Task description: From the posts about how old chronic pain makes people feel, list every actual age given for a person, and say whom each age belongs to.

Document excerpt:
Okay since having this sciatica I feel way older than I am, I'm 24 and i can't do anything. I can't walk without help I can't even get in or out of the bath without help. I'm not sleeping and if I do I wake up every hour in pain my beds has to be at a angle cause I can't sleep flat. I have no life because if I leave the house I'm home an hour later in pain.
How old do you feel? I'm 53 & with all my issues I feel about 70 or more. Seven years ago my dad was in really good health, except for cancer remission. I told him all the time that being around him made me feel really oooold, because he walked and got around easier than I did then. He's caught up with me as his health has crashed at 84. But I couldn't help but think back then, "if I feel this bad now, what will I do at 70!?!?"
Oh!! How I can relate to you both. I often say I'm 54 going on 100!! I also have sciatic pain, which with my fibro makes me walk using a stick. Well I can only walk a few yards at best. I have to use a scooter these days. Depending where the pain is the most determines the age I feel!! But my mum who is 80, is far more mobile and agile than me, pleased for, but soooo depressing for me!! As you say if you are like this now what will we me like 20 years on!!! Oh well it will be what it will be:-))
I'be had this talk with my mother (who not only shares some of my medical issues, she's also my neighbor) & we've decided that it's not what your body feels like but what your heart & brain feel like. The only problem we have with that is that she ends up being around 8 years old & I end up being 5.

Data records:
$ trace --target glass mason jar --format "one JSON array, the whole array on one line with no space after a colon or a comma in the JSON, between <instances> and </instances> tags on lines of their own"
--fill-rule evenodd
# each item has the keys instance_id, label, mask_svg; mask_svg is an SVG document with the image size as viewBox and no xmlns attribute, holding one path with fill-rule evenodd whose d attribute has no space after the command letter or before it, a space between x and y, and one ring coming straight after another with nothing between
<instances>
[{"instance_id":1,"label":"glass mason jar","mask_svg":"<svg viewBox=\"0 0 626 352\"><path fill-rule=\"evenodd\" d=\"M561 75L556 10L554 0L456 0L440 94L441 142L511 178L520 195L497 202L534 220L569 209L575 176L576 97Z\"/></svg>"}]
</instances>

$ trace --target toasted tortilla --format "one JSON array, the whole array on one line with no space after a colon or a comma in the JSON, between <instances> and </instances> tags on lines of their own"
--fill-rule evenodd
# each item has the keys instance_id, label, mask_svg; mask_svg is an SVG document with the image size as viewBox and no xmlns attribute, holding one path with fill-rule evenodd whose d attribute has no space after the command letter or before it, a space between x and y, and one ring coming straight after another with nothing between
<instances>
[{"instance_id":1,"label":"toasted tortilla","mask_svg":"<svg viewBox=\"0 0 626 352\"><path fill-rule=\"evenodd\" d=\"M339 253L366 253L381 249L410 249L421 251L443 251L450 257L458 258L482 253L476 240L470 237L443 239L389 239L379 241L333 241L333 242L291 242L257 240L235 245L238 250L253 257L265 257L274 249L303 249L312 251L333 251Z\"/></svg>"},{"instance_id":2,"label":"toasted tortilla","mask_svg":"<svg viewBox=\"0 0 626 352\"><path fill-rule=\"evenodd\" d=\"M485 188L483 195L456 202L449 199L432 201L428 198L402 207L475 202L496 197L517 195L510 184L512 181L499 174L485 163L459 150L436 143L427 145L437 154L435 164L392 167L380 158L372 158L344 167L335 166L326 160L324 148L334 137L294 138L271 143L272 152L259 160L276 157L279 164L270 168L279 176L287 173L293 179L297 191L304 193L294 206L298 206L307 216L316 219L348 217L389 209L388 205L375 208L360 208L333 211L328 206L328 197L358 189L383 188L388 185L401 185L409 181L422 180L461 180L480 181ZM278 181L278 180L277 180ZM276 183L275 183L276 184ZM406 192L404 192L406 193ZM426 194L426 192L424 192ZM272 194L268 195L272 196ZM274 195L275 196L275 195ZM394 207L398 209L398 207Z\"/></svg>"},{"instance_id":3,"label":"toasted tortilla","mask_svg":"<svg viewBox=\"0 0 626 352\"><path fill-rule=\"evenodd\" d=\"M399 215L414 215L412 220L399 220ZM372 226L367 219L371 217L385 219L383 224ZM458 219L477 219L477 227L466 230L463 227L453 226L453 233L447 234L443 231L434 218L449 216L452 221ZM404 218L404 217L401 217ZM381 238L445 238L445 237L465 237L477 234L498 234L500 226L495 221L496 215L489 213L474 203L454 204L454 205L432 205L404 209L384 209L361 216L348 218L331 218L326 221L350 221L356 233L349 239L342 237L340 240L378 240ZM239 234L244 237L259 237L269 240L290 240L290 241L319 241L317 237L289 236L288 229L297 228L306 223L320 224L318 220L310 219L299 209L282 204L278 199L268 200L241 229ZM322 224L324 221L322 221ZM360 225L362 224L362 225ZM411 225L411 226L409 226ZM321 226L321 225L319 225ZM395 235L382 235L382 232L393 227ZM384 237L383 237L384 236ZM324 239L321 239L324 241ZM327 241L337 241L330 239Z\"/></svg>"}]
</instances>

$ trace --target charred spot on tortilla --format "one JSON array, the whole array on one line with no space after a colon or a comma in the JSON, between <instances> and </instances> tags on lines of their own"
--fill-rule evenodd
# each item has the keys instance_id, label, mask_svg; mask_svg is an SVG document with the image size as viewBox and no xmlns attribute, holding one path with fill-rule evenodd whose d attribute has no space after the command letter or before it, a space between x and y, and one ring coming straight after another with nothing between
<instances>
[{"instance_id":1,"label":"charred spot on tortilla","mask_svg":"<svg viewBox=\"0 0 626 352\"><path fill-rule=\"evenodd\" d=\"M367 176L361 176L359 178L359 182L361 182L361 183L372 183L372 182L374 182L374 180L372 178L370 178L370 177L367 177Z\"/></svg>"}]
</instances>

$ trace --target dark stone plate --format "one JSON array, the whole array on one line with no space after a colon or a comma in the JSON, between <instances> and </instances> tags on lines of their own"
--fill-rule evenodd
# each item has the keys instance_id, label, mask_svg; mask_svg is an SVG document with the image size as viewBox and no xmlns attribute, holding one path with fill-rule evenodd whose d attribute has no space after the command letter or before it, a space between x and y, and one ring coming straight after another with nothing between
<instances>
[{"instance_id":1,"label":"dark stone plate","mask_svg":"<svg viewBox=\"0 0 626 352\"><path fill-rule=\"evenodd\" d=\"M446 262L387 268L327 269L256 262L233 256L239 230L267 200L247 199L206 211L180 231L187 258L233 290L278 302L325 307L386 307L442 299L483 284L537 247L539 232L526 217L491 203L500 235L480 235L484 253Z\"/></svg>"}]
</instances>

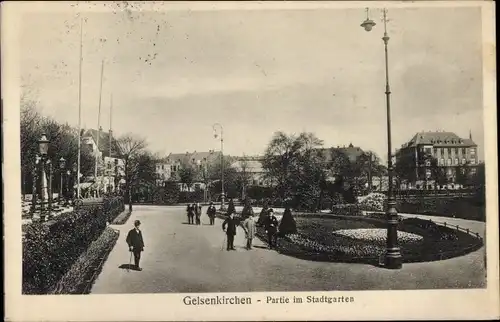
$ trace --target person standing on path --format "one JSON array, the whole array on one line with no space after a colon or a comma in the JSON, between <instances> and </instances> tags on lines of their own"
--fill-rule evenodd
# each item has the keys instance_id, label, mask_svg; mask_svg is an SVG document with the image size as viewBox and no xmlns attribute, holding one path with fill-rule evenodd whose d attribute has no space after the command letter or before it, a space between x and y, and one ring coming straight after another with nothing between
<instances>
[{"instance_id":1,"label":"person standing on path","mask_svg":"<svg viewBox=\"0 0 500 322\"><path fill-rule=\"evenodd\" d=\"M248 216L243 221L243 230L245 231L245 237L247 239L247 250L252 249L253 238L255 237L255 220L253 214Z\"/></svg>"},{"instance_id":2,"label":"person standing on path","mask_svg":"<svg viewBox=\"0 0 500 322\"><path fill-rule=\"evenodd\" d=\"M222 230L227 235L227 250L236 250L234 248L234 236L236 235L237 220L234 218L234 213L230 212L229 217L222 223ZM227 229L226 229L227 226Z\"/></svg>"},{"instance_id":3,"label":"person standing on path","mask_svg":"<svg viewBox=\"0 0 500 322\"><path fill-rule=\"evenodd\" d=\"M139 266L139 262L141 260L141 252L144 250L144 240L142 239L142 231L139 229L141 222L136 220L134 222L134 228L128 232L127 235L127 244L129 251L134 254L134 264L135 269L138 271L142 271L142 268Z\"/></svg>"},{"instance_id":4,"label":"person standing on path","mask_svg":"<svg viewBox=\"0 0 500 322\"><path fill-rule=\"evenodd\" d=\"M194 205L188 205L187 207L188 213L188 224L194 224Z\"/></svg>"},{"instance_id":5,"label":"person standing on path","mask_svg":"<svg viewBox=\"0 0 500 322\"><path fill-rule=\"evenodd\" d=\"M210 206L207 209L207 215L208 215L208 218L210 218L210 225L214 225L216 213L217 213L217 210L215 209L214 203L211 202Z\"/></svg>"},{"instance_id":6,"label":"person standing on path","mask_svg":"<svg viewBox=\"0 0 500 322\"><path fill-rule=\"evenodd\" d=\"M274 211L272 208L268 211L264 227L266 228L269 249L273 249L276 247L278 241L278 218L274 216Z\"/></svg>"},{"instance_id":7,"label":"person standing on path","mask_svg":"<svg viewBox=\"0 0 500 322\"><path fill-rule=\"evenodd\" d=\"M194 213L196 215L196 224L201 225L201 205L199 203L194 205Z\"/></svg>"}]
</instances>

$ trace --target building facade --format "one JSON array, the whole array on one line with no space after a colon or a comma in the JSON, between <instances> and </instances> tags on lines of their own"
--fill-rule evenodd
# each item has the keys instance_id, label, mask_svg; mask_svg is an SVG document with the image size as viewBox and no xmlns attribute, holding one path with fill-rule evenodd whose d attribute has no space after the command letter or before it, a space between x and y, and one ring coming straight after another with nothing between
<instances>
[{"instance_id":1,"label":"building facade","mask_svg":"<svg viewBox=\"0 0 500 322\"><path fill-rule=\"evenodd\" d=\"M413 162L408 167L414 171L414 182L407 182L407 188L433 189L453 186L456 188L458 171L474 175L479 164L477 144L469 138L461 138L453 132L433 131L416 133L410 141L396 151L398 162ZM435 184L433 167L446 177L446 183Z\"/></svg>"},{"instance_id":2,"label":"building facade","mask_svg":"<svg viewBox=\"0 0 500 322\"><path fill-rule=\"evenodd\" d=\"M221 153L213 150L208 152L170 153L156 163L156 183L157 185L163 185L167 181L172 181L179 186L181 191L205 190L208 168L214 163L220 162L220 158ZM180 171L186 166L196 170L193 184L190 187L180 182Z\"/></svg>"},{"instance_id":3,"label":"building facade","mask_svg":"<svg viewBox=\"0 0 500 322\"><path fill-rule=\"evenodd\" d=\"M125 163L118 157L118 147L112 134L89 129L82 134L82 148L87 149L94 158L97 155L97 178L104 192L116 184L125 184ZM116 178L116 174L118 178Z\"/></svg>"}]
</instances>

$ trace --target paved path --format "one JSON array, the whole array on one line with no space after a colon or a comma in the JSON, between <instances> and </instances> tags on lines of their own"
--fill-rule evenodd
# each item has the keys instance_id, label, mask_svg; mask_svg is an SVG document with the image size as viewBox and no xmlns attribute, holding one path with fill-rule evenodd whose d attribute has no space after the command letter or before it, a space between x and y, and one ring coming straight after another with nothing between
<instances>
[{"instance_id":1,"label":"paved path","mask_svg":"<svg viewBox=\"0 0 500 322\"><path fill-rule=\"evenodd\" d=\"M129 262L125 236L140 219L145 238L143 271L119 268ZM436 219L437 220L437 219ZM401 270L371 265L300 260L257 247L221 250L221 220L215 226L187 225L185 207L135 206L127 224L114 226L120 238L104 264L92 293L320 291L465 288L484 286L484 248L449 260L405 264ZM465 222L465 221L463 221ZM473 222L476 223L476 222ZM480 225L481 223L479 223ZM484 224L483 224L484 226ZM468 228L464 226L465 228Z\"/></svg>"}]
</instances>

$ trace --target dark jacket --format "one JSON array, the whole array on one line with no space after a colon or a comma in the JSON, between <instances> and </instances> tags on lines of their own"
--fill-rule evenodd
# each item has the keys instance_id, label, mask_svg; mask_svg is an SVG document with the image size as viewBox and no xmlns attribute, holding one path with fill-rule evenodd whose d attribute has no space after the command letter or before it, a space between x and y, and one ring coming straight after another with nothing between
<instances>
[{"instance_id":1,"label":"dark jacket","mask_svg":"<svg viewBox=\"0 0 500 322\"><path fill-rule=\"evenodd\" d=\"M215 209L215 206L210 206L208 207L207 209L207 215L209 217L215 217L215 213L217 212L217 210Z\"/></svg>"},{"instance_id":2,"label":"dark jacket","mask_svg":"<svg viewBox=\"0 0 500 322\"><path fill-rule=\"evenodd\" d=\"M128 232L127 235L128 247L133 247L134 252L142 252L144 250L144 240L142 239L142 231L134 228Z\"/></svg>"},{"instance_id":3,"label":"dark jacket","mask_svg":"<svg viewBox=\"0 0 500 322\"><path fill-rule=\"evenodd\" d=\"M276 233L278 230L278 219L274 215L269 215L264 220L264 227L269 233Z\"/></svg>"},{"instance_id":4,"label":"dark jacket","mask_svg":"<svg viewBox=\"0 0 500 322\"><path fill-rule=\"evenodd\" d=\"M226 229L226 234L227 235L236 235L236 226L238 225L238 220L236 218L231 218L228 217L224 222L222 223L222 230Z\"/></svg>"}]
</instances>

Reply to the exercise:
- 24: the writer of the first post
- 53: the writer of the second post
- 84: the second writer's dad
- 54: the writer of the third post
- 80: the third writer's mum